▶ [Data supplied]:
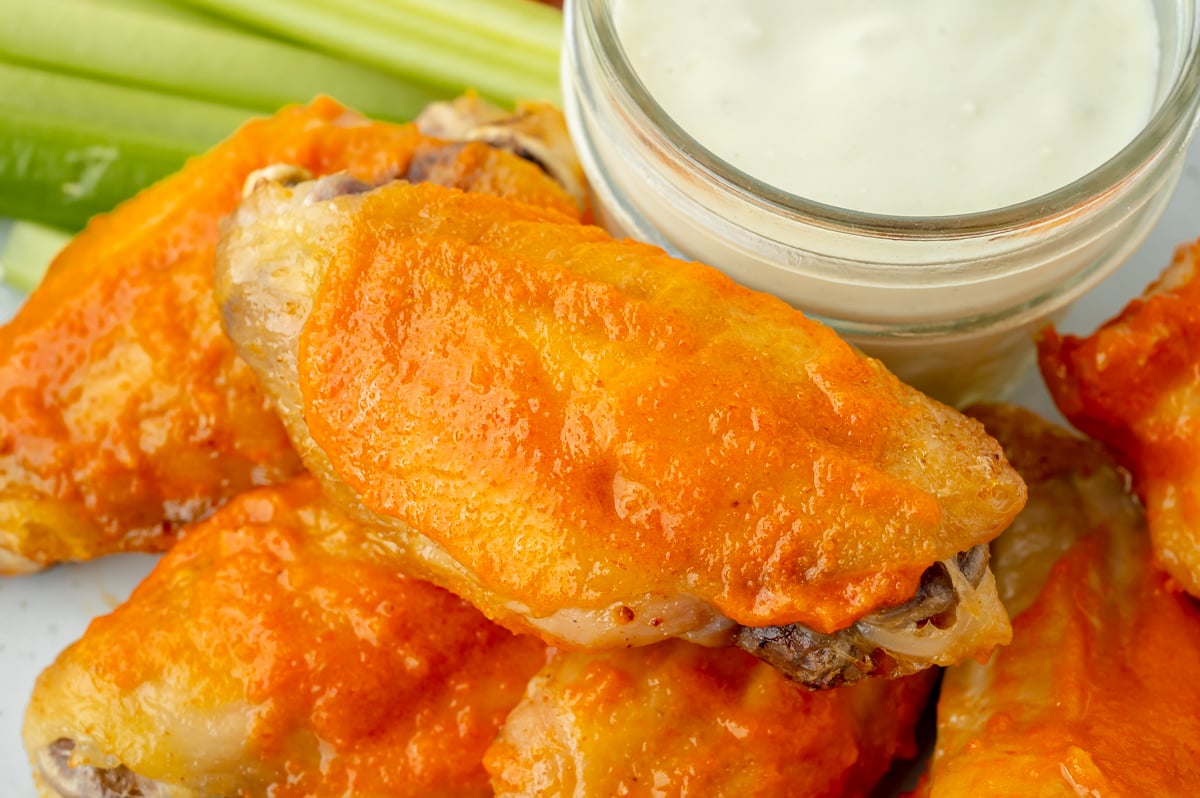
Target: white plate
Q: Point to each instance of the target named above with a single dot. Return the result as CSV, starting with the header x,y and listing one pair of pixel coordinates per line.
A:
x,y
41,615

▶ [Action item]: Down to the last line, reproduce the material above exactly; skip its images.

▶ [Completed exercise]:
Target: white plate
Q: Point to each instance of the target named above with a single dot. Return the result as CSV, starting with the header x,y and listing one pair of pixel coordinates per line.
A:
x,y
41,615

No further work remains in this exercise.